[Instructions for the task] Return every line of the data below that contains the word "wooden", matching case exactly.

┄┄┄┄┄┄┄┄┄┄

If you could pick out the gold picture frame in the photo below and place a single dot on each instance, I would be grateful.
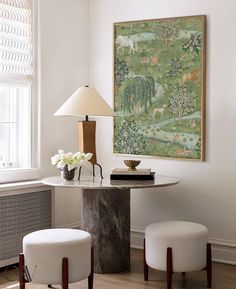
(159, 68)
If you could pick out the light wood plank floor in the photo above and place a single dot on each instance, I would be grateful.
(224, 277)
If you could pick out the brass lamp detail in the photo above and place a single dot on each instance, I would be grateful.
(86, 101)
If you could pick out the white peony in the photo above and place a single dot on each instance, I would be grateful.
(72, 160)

┄┄┄┄┄┄┄┄┄┄

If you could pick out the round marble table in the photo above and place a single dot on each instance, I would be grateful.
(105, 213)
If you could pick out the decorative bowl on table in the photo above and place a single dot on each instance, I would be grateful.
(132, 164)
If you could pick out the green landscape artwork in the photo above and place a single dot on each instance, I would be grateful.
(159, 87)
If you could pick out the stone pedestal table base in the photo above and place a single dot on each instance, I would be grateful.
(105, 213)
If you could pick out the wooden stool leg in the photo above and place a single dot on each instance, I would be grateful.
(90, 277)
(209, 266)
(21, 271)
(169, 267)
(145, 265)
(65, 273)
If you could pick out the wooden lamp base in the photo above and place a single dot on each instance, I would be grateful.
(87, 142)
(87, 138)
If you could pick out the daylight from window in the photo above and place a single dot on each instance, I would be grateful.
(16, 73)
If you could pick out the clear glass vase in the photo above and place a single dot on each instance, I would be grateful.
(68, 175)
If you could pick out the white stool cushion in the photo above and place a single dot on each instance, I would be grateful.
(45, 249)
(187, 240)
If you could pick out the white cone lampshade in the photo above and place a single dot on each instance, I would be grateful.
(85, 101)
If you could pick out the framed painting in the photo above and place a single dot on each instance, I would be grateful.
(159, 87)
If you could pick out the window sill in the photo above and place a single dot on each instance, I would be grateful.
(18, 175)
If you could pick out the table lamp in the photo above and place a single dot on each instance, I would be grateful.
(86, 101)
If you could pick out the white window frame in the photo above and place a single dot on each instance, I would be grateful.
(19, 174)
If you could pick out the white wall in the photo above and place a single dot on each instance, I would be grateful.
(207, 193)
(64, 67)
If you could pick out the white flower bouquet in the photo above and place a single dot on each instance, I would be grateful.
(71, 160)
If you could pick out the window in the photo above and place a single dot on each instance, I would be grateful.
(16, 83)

┄┄┄┄┄┄┄┄┄┄

[Worked answer]
If you could pick out the wooden stool leg in the photo above and place a single dot on each instance, I would be grateful.
If you could pick out the wooden lamp base in the photo above and place a single dot on each instance, I would be grateful.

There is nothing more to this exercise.